> VORGEGEBENER TEXTAUSZUG
Die Ergebnisse sprechen für sich: Mit jeweils zwei Babylotsen im Bürgerhospital und im Klinikum Höchst startete das Projekt 2014. Inzwischen ist das Team um Nicola Küpelikilinc neun speziell ausgebildete Mitarbeiterinnen stark. Die Babylotsen sind nun an allen Krankenhäusern mit Geburtsstationen – also auch am Universitätsklinikum, am Krankenhaus Nordwest, am Hospital zum Heiligen Geist, am Krankenhaus Sachsenhausen, am Agaplesion Markus Krankenhaus und am St. Elisabethen-Krankenhaus vertreten. Das Modell Babylotse wurde schon 2007 durch die Stiftung Familienorientierte Nachsorge Hamburg SeeYou entwickelt, von der Crespo Foundation aufgegriffen und für Frankfurt adaptiert.

> AUFGABEN
A: In welchem Jahr startete laut dem Text über die Babylotsen das Projekt?
B: Kopieren Sie aus dem Text über die Babylotsen wortgetreu den Abschnitt von "Die Ergebnisse sprechen" bis "für Frankfurt adaptiert.".
C: Erklären Sie anhand des Textes über die Babylotsen, warum die Babylotsen auch am Universitätsklinikum und am Krankenhaus Nordwest vertreten sind.

> DATENSATZ
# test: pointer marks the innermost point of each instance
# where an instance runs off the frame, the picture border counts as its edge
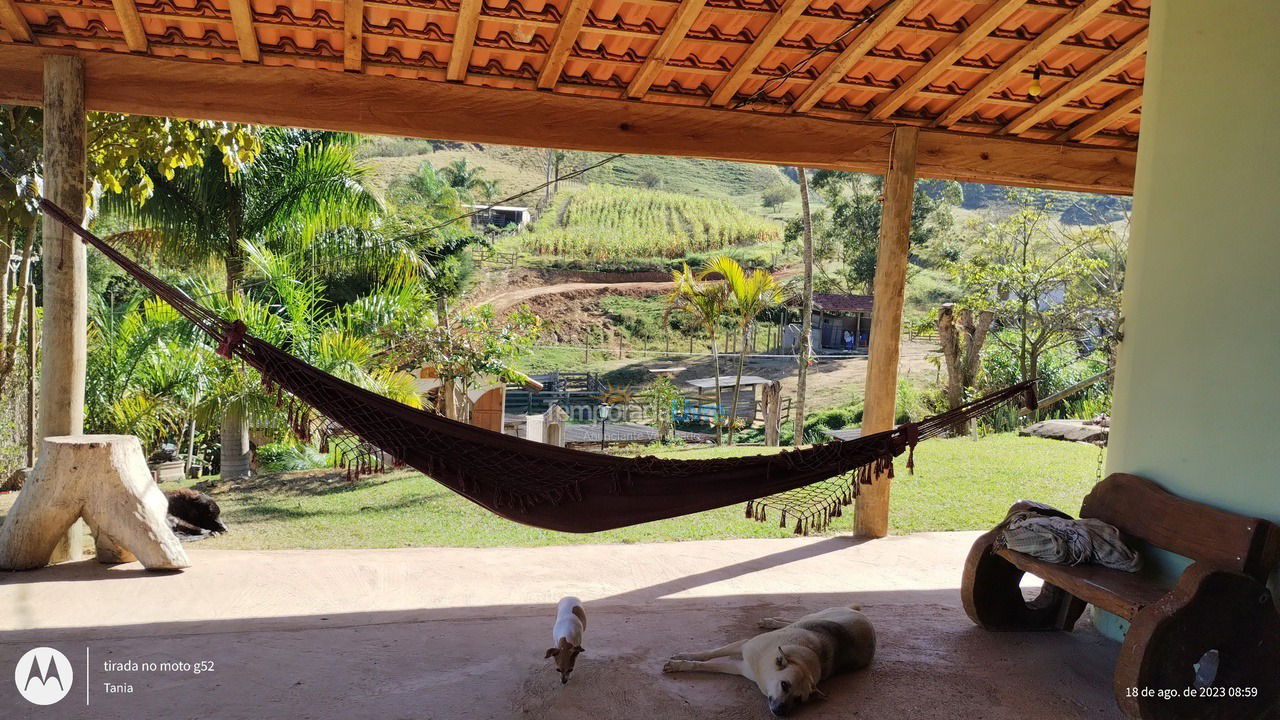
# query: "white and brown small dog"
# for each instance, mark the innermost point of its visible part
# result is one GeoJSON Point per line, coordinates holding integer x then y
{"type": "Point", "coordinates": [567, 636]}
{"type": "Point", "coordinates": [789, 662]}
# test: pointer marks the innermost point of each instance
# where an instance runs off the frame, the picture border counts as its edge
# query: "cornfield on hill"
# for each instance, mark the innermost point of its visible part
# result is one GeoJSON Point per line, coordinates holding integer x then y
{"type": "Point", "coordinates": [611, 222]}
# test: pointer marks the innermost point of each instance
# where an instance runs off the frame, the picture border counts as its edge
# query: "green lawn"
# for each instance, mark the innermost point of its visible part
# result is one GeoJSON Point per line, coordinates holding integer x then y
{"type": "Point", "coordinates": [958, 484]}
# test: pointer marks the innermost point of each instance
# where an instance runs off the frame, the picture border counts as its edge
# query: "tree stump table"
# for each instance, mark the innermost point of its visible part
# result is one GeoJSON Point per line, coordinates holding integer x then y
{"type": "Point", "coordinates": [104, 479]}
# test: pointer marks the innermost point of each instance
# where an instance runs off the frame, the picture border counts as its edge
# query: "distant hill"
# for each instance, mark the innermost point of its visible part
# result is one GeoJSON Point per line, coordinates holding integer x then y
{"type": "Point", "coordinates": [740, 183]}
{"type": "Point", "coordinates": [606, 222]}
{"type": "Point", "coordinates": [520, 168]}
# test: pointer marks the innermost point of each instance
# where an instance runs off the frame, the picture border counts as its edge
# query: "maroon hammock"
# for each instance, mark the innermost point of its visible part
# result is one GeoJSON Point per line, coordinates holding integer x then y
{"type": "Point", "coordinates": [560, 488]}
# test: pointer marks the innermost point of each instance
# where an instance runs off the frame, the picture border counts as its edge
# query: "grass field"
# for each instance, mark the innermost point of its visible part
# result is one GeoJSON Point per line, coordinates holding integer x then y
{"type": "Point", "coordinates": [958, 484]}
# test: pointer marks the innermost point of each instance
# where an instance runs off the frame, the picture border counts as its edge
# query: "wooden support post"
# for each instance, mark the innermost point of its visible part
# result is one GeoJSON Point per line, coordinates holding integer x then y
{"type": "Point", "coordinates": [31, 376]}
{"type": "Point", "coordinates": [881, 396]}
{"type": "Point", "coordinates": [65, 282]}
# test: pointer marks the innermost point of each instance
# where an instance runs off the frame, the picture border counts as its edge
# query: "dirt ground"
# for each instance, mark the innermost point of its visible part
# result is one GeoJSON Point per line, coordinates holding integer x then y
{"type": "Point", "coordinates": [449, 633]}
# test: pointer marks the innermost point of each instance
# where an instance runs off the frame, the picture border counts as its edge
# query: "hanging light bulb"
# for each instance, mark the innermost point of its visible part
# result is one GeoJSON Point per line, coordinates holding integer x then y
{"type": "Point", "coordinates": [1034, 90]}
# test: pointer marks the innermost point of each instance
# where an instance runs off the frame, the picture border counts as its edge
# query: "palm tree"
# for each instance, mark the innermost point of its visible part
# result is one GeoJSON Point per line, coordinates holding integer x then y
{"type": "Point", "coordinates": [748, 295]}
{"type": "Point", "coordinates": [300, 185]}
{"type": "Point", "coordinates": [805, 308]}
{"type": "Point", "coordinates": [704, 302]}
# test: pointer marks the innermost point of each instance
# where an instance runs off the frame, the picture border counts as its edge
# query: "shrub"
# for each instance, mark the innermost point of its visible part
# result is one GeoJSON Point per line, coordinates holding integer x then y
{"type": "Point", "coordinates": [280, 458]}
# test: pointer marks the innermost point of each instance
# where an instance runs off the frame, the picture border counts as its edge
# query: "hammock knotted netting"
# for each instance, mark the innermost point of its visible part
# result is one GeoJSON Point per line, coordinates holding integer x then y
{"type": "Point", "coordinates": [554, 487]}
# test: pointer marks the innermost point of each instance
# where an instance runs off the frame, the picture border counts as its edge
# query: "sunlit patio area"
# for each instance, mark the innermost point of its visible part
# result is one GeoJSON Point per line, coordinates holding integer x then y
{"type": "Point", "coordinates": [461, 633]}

--

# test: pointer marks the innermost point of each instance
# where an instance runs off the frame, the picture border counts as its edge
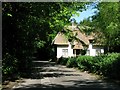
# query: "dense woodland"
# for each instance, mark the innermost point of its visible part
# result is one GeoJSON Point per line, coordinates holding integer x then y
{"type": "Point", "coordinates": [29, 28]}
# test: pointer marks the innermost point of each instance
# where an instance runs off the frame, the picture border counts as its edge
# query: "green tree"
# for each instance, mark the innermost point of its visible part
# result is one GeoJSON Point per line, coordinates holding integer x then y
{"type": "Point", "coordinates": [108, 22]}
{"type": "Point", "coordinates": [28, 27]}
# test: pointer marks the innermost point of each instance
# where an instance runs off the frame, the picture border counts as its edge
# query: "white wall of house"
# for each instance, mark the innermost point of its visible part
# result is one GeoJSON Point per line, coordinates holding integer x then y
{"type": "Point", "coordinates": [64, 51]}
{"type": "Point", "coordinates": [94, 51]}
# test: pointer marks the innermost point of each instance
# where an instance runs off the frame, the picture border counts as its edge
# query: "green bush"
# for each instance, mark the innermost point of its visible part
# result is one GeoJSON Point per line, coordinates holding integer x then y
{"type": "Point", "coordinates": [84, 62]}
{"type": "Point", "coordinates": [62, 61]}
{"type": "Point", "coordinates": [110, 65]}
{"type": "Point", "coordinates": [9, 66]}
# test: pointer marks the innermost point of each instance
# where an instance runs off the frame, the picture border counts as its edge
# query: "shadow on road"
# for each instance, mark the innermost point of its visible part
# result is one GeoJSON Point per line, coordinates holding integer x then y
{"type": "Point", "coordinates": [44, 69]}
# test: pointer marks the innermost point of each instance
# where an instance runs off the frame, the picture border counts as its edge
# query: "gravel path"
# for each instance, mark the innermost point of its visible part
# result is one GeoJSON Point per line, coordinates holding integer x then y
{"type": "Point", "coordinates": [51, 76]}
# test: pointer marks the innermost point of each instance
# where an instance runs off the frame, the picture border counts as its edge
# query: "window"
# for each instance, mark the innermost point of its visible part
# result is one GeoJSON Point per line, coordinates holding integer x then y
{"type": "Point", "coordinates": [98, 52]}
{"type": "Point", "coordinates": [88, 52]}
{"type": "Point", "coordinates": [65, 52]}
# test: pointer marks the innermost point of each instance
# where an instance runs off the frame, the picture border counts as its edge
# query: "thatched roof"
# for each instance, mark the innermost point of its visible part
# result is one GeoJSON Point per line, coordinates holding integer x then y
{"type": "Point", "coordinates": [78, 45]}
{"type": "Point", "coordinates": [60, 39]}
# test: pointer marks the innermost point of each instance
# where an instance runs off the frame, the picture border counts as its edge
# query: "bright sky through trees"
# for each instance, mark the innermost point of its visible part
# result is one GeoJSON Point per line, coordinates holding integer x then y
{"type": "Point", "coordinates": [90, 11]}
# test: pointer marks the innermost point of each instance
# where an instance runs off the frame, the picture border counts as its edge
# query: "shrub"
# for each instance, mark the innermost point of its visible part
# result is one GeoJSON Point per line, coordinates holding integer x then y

> LÖSUNGEN UNTEN
A: Das Projekt startete im Jahr 2014.

B:
Die Ergebnisse sprechen für sich: Mit jeweils zwei Babylotsen im Bürgerhospital und im Klinikum Höchst startete das Projekt 2014. Inzwischen ist das Team um Nicola Küpelikilinc neun speziell ausgebildete Mitarbeiterinnen stark. Die Babylotsen sind nun an allen Krankenhäusern mit Geburtsstationen – also auch am Universitätsklinikum, am Krankenhaus Nordwest, am Hospital zum Heiligen Geist, am Krankenhaus Sachsenhausen, am Agaplesion Markus Krankenhaus und am St. Elisabethen-Krankenhaus vertreten. Das Modell Babylotse wurde schon 2007 durch die Stiftung Familienorientierte Nachsorge Hamburg SeeYou entwickelt, von der Crespo Foundation aufgegriffen und für Frankfurt adaptiert.

C: Die Babylotsen sind inzwischen an allen Krankenhäusern mit Geburtsstationen vertreten. Zu diesen Krankenhäusern gehören auch das Universitätsklinikum und das Krankenhaus Nordwest.